Sonntag, 24. November 2024

Zu Besuch beim 50. Island-Kolloquium in Köln 2024

Letztes Wochenende waren wir in Köln, zu Besuch beim 50. Island-Kolloquium der deutsch-isländischen Gesellschaft. 

Die deutsch-isländische Gesellschaft e.V., Köln (DIG), wurde 1955 gegründet als Verein für Deutsche, die sich für Island interessieren, und für in Deutschland lebende Isländer. Der Verein will die Völkerfreundschaft und das gegenseitige Kennenlernen fördern. 

Seit 1971 veranstaltet der Verein das Kölner Island-Kolloquium. Dabei tragen jeweils vier Referenten vor zu "allen denkbaren Themen, die mit Island oder den deutsch-isländischen Beziehungen" zu tun haben. Wir waren schon mehrfach beim Island-Kolloquium (20192021 und 2023). Dieses Jahr 2024 fand das 50. Island-Kolloquium statt. Das Island-Kolloquium findet in einem Veranstaltungshaus aus den 50er Jahren statt, gegenüber der alten Kölner Kirche St. Aposteln


Das große Auditorium bietet Platz für rund 90 bis 130 Zuhörer. 


Programm des Island-Kolloquiums 2024

Zunächst begrüßte der Präsident der Deutsch-Isländischen Gesellschaft (DIG), Herr Prof. Dr. Gert Kreutzer, die Anwesenden. Professor Kreutzer (geb. 1940) ist ein renommierter Skandinavist und Übersetzer literarischer Texte aus dem Isländischen ins Deutsche, für seine Verdienste erhielt er 1996 das Ritterkreuz des isländischen Falkenordens. Seit 2003 ist der Präsident der DIG in Köln.

> _AUFGABEN_
1. Wie lautet die Stelle im Bericht über das Island-Kolloquium von „Die deutsch-isländische Gesellschaft“ bis „gegenseitige Kennenlernen fördern.“, wenn man „Völkerfreundschaft“ durch „Verständigung zwischen den Völkern“ ersetzt?
2. Wie lässt sich der Bericht über das Island-Kolloquium in zwei Sätzen zusammenfassen?
3. Wie vielen Zuhörern bietet das große Auditorium laut dem Bericht über das Island-Kolloquium Platz?

> _BEREITGESTELLTE DATEN_

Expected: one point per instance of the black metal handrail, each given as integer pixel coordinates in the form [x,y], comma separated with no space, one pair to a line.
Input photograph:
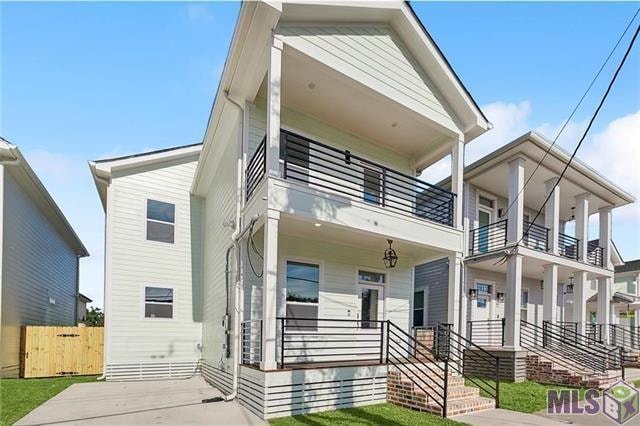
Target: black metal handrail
[624,336]
[568,246]
[313,340]
[488,238]
[535,236]
[568,348]
[256,168]
[486,332]
[479,367]
[595,256]
[251,342]
[340,171]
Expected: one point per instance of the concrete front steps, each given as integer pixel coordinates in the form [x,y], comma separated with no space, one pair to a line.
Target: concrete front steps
[564,372]
[461,399]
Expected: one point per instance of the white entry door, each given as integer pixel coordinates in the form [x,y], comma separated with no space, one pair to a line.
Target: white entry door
[370,304]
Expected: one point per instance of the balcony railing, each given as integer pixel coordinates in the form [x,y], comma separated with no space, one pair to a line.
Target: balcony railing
[339,171]
[535,236]
[256,168]
[488,238]
[568,246]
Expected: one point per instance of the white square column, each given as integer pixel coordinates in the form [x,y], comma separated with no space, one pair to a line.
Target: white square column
[550,293]
[455,278]
[515,218]
[270,291]
[512,302]
[582,225]
[552,214]
[580,300]
[457,171]
[274,76]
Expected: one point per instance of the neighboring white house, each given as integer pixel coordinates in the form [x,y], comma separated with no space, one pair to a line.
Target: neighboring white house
[153,291]
[39,257]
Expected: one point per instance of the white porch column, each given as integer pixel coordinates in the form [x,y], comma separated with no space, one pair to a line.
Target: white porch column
[274,73]
[550,293]
[512,302]
[582,225]
[603,314]
[457,171]
[552,214]
[455,278]
[580,300]
[516,201]
[269,290]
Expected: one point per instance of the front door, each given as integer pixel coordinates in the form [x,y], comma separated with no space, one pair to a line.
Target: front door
[370,304]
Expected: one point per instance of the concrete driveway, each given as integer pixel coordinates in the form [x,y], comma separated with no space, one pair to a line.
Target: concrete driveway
[149,402]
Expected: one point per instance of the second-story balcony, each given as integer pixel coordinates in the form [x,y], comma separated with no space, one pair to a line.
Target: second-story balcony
[339,172]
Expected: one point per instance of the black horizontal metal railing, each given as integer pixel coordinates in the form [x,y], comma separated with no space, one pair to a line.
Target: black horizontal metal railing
[486,332]
[340,171]
[256,168]
[414,360]
[568,246]
[624,336]
[476,365]
[535,236]
[251,342]
[567,348]
[488,237]
[596,256]
[315,340]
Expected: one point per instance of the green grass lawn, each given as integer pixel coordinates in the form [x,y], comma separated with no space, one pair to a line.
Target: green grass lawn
[380,414]
[19,396]
[526,397]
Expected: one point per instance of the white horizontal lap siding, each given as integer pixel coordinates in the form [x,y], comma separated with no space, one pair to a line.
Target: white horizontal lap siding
[153,346]
[219,207]
[374,56]
[39,275]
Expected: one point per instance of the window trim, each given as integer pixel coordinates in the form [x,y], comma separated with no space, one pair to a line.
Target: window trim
[146,220]
[143,302]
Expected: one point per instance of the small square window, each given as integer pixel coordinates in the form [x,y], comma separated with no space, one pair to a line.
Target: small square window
[158,302]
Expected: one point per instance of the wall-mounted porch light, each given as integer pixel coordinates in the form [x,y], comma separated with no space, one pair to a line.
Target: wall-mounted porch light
[473,294]
[390,257]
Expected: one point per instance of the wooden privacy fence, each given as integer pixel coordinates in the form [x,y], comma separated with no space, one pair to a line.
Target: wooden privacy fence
[50,351]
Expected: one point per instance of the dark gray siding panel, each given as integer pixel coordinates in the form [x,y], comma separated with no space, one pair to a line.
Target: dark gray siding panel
[39,273]
[434,276]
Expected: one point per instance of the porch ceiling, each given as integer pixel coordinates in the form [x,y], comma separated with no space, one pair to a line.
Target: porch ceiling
[321,92]
[328,233]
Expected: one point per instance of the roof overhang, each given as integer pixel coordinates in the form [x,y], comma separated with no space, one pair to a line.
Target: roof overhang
[10,156]
[104,170]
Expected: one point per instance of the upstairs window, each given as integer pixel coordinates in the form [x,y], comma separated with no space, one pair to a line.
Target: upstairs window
[160,221]
[158,302]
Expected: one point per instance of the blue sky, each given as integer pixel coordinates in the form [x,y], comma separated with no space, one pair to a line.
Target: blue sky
[83,81]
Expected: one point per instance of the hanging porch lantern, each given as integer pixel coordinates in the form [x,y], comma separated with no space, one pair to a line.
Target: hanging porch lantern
[390,257]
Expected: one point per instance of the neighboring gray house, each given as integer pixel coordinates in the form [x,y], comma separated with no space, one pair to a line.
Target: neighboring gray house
[39,257]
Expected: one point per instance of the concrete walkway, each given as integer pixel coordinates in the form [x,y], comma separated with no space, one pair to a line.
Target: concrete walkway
[149,402]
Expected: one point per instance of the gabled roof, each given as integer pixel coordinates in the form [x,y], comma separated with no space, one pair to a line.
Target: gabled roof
[103,170]
[247,60]
[10,156]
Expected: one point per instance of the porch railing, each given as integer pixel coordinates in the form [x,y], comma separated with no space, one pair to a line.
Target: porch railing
[339,171]
[486,332]
[488,238]
[256,169]
[251,341]
[568,246]
[535,236]
[596,256]
[317,340]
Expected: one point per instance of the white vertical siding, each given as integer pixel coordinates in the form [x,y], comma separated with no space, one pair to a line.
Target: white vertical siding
[134,262]
[39,274]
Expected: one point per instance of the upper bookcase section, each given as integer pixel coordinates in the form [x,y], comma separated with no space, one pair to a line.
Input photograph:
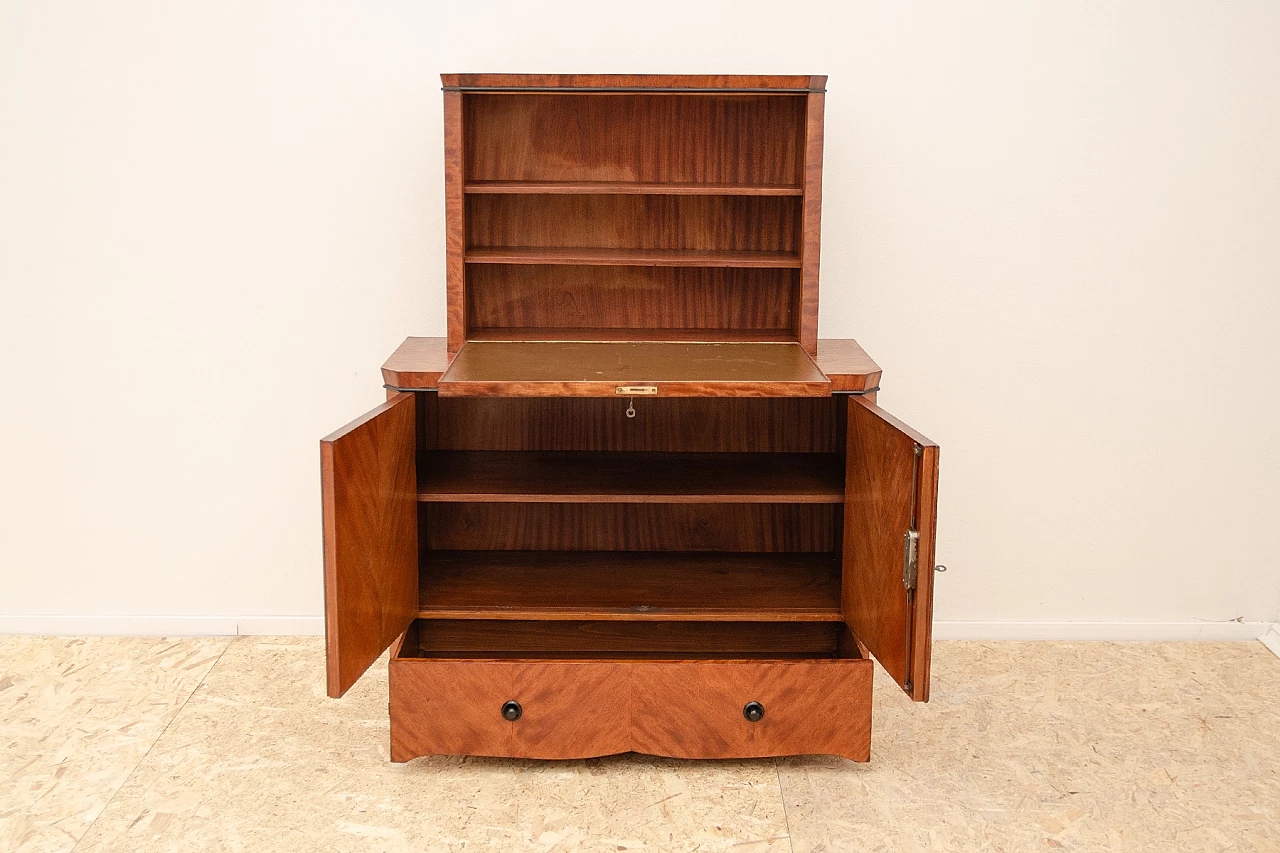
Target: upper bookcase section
[632,208]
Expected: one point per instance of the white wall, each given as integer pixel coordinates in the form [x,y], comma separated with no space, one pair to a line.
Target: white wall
[1055,224]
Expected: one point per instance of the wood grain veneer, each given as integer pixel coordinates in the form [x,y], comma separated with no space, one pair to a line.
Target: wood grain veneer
[728,82]
[723,226]
[594,256]
[812,223]
[887,487]
[417,363]
[574,708]
[741,140]
[632,569]
[846,365]
[597,369]
[369,479]
[661,424]
[626,188]
[507,477]
[694,710]
[455,222]
[630,585]
[648,639]
[630,527]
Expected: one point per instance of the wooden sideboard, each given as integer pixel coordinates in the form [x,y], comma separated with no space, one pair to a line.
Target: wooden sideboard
[631,501]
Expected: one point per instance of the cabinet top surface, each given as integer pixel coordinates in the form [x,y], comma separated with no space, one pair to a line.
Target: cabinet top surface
[676,82]
[421,364]
[577,368]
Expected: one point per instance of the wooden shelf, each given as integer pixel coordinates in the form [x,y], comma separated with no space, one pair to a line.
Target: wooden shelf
[515,477]
[624,188]
[627,585]
[632,258]
[652,639]
[588,334]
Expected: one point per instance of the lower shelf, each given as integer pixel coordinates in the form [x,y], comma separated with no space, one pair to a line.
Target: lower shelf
[630,585]
[644,696]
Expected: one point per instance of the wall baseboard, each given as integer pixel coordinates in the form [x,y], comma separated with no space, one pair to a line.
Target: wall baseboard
[163,625]
[1112,632]
[314,625]
[1271,639]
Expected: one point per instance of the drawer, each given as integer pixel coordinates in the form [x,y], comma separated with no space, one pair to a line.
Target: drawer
[598,688]
[699,708]
[455,707]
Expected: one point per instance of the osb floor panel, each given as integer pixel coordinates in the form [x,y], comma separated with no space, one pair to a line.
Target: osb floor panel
[1024,747]
[77,715]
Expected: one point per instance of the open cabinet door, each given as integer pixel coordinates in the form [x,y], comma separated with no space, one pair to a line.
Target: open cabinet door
[369,480]
[891,493]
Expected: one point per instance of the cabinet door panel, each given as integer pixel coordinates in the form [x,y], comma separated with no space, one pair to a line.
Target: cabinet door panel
[369,483]
[891,487]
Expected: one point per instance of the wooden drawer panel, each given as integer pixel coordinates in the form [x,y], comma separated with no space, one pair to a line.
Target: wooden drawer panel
[583,708]
[695,708]
[570,710]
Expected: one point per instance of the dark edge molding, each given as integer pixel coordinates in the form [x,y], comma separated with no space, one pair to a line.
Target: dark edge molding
[516,90]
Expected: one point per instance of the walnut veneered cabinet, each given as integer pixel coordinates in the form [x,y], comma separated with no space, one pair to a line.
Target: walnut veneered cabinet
[631,502]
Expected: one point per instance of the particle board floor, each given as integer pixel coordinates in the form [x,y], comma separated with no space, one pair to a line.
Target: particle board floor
[214,744]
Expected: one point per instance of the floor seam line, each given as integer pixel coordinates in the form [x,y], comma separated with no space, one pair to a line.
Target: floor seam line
[152,746]
[782,798]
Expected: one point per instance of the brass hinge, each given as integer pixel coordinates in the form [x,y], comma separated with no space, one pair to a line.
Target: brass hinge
[910,557]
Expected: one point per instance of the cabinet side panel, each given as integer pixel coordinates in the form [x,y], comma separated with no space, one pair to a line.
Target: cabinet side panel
[812,223]
[455,227]
[927,520]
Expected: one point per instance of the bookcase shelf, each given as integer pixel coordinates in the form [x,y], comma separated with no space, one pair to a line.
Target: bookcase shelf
[521,477]
[625,188]
[632,258]
[630,585]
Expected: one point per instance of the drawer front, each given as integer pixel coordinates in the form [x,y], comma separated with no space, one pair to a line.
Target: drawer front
[695,710]
[567,710]
[583,708]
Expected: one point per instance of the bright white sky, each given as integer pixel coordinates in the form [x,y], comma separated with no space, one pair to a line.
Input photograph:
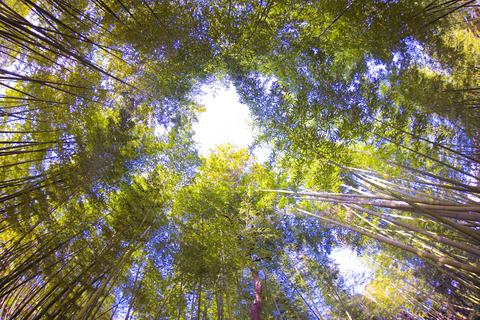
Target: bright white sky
[225,121]
[228,121]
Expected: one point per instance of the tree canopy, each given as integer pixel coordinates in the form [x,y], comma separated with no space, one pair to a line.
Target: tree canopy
[370,110]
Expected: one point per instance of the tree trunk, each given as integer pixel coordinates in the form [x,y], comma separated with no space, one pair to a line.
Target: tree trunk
[256,308]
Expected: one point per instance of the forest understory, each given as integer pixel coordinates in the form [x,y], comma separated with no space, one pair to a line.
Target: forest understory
[370,109]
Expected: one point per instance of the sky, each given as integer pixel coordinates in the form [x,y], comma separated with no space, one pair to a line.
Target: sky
[225,120]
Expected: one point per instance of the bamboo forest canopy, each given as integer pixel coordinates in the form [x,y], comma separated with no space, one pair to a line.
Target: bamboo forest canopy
[370,109]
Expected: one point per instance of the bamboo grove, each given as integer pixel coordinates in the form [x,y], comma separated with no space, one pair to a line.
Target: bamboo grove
[369,108]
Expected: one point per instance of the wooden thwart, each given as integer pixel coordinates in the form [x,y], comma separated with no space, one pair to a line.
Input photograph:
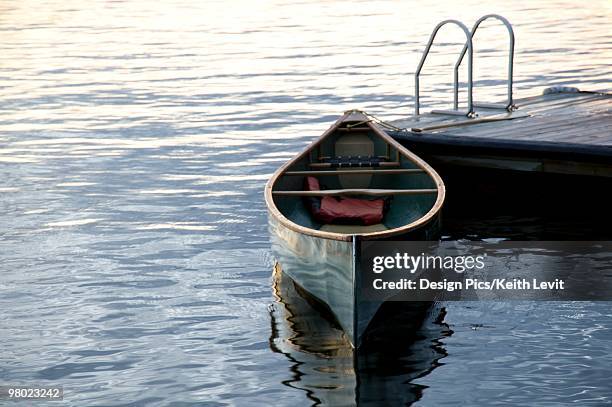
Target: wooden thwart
[357,171]
[371,192]
[380,164]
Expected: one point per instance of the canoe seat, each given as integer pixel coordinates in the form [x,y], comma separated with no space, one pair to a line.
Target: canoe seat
[353,161]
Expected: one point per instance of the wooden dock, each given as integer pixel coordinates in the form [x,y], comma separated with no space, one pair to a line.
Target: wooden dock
[559,132]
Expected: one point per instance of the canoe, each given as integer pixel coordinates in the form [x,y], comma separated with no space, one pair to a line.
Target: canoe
[331,372]
[353,184]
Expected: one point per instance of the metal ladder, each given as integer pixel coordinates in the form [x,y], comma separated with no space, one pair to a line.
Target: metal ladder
[468,47]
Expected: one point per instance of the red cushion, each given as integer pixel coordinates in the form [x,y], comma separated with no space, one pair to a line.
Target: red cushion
[330,209]
[351,210]
[312,184]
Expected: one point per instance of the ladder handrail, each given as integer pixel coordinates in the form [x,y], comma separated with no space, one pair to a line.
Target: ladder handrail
[469,47]
[510,101]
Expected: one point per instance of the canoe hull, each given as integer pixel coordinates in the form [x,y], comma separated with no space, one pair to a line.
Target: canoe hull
[329,271]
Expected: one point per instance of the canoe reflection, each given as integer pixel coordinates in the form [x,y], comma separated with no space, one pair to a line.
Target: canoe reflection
[401,349]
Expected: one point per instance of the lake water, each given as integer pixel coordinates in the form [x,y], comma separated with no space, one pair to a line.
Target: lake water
[135,140]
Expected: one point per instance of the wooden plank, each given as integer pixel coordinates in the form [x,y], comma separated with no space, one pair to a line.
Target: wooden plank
[357,171]
[537,124]
[370,192]
[588,135]
[380,164]
[353,129]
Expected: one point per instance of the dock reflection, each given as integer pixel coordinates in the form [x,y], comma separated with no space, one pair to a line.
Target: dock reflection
[324,365]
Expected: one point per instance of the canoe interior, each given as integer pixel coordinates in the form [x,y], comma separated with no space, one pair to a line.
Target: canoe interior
[351,137]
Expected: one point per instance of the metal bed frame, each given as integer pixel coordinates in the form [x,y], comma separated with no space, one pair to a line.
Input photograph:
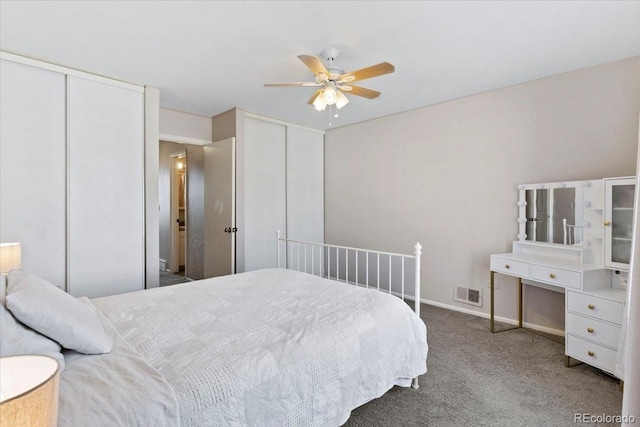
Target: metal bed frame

> _LÖSUNGEN_
1.
Die deutsch-isländische Gesellschaft e.V., Köln (DIG), wurde 1955 gegründet als Verein für Deutsche, die sich für Island interessieren, und für in Deutschland lebende Isländer. Der Verein will die Verständigung zwischen den Völkern und das gegenseitige Kennenlernen fördern.

2. Der Bericht schildert einen Besuch beim 50. Island-Kolloquium in Köln, das die 1955 gegründete Deutsch-Isländische Gesellschaft seit 1971 mit jeweils vier Referenten veranstaltet. Zu Beginn begrüßte der Präsident der Gesellschaft, Prof. Dr. Gert Kreutzer, ein renommierter Skandinavist und Übersetzer aus dem Isländischen, die Anwesenden.

3. Rund 90 bis 130 Zuhörern.